> _TASK ITEM_: Transcribe every entry exactly, with nothing added or left out.

(Dataset entries)
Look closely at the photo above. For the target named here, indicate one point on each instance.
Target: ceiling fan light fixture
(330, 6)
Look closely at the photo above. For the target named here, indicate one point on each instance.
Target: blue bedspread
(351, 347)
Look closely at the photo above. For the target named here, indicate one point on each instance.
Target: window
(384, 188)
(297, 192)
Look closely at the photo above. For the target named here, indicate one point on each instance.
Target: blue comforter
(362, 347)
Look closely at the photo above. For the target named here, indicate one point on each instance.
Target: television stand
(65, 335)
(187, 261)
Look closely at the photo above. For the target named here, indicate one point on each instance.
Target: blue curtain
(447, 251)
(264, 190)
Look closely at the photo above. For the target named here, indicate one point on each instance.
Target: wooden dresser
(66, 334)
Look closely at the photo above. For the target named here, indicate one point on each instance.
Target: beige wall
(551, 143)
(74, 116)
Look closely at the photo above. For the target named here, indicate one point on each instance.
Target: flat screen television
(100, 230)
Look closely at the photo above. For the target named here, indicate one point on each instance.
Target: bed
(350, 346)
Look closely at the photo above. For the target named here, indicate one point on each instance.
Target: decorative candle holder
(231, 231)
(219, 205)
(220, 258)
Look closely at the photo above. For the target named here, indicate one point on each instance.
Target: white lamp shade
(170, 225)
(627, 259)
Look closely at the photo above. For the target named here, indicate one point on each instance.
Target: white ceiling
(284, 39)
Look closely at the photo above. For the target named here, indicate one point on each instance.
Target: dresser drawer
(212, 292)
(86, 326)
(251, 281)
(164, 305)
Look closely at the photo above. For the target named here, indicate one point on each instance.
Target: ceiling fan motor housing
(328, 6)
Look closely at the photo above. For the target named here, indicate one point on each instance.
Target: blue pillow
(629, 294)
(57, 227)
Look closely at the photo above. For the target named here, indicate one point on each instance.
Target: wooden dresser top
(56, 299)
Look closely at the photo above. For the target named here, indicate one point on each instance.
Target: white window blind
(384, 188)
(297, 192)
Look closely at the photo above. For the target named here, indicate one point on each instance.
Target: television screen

> _SOLUTION_:
Look closely at the photo above. For the target named here, indicate one point on each instance.
Target: ceiling fan light fixture
(330, 6)
Look closely at the photo above. For the target named here, indicate one point on each instance.
Target: blue bedspread
(351, 347)
Look closely at the photo above. For the target named here, indicate one point on each instance.
Target: window
(384, 188)
(297, 192)
Look closely at the photo above. For the target named here, indicate one point on each instance.
Target: blue comforter
(362, 347)
Look closely at the photo above. For the target named here, indicate one point on each instance.
Target: television stand
(65, 335)
(187, 261)
Look closely at the photo above. For the target named here, indicate one point on each instance.
Target: blue curtain
(447, 251)
(264, 190)
Look closely at the photo above. For the target named here, indicate one point on each instance.
Target: wooden dresser
(66, 334)
Look closely at the photo above. For the target named here, indicate one point on each instance.
Target: beige wall
(551, 143)
(74, 116)
Look closely at the photo above. For the target named here, indicate one point on each instance.
Target: flat screen television
(100, 230)
Look closely at the photo above. For the target named here, indicate one point on each instance.
Target: bed
(350, 346)
Look closely at the photo above. For the target named here, indicate one point on each instance.
Target: decorative candle holder
(231, 231)
(219, 205)
(220, 258)
Look closely at the photo above. For the target named here, indicate one point on each instance.
Target: white lamp shade
(170, 225)
(627, 259)
Look closely at the photo above. For the target named here, indicate one point on each instance.
Target: white ceiling
(284, 39)
Look closely at the photo above. For the target named here, indicate one point on each instance.
Target: dresser drawer
(212, 292)
(86, 326)
(251, 281)
(164, 305)
Look closely at the photo above. For the target named here, indicate one point on each instance.
Target: ceiling fan motor housing
(328, 6)
Look closely at the photo above. For the target named here, indicate one point on each instance.
Target: blue pillow
(629, 294)
(57, 227)
Look closely at the photo above. For the target named here, indicate one point on each instance.
Target: wooden dresser top
(56, 299)
Look closely at the photo above. For the target named here, indicate one point on each instance.
Target: white window blind
(384, 188)
(297, 192)
Look closely at the photo above. For the target named here, indicate one point on each instance.
Target: television screen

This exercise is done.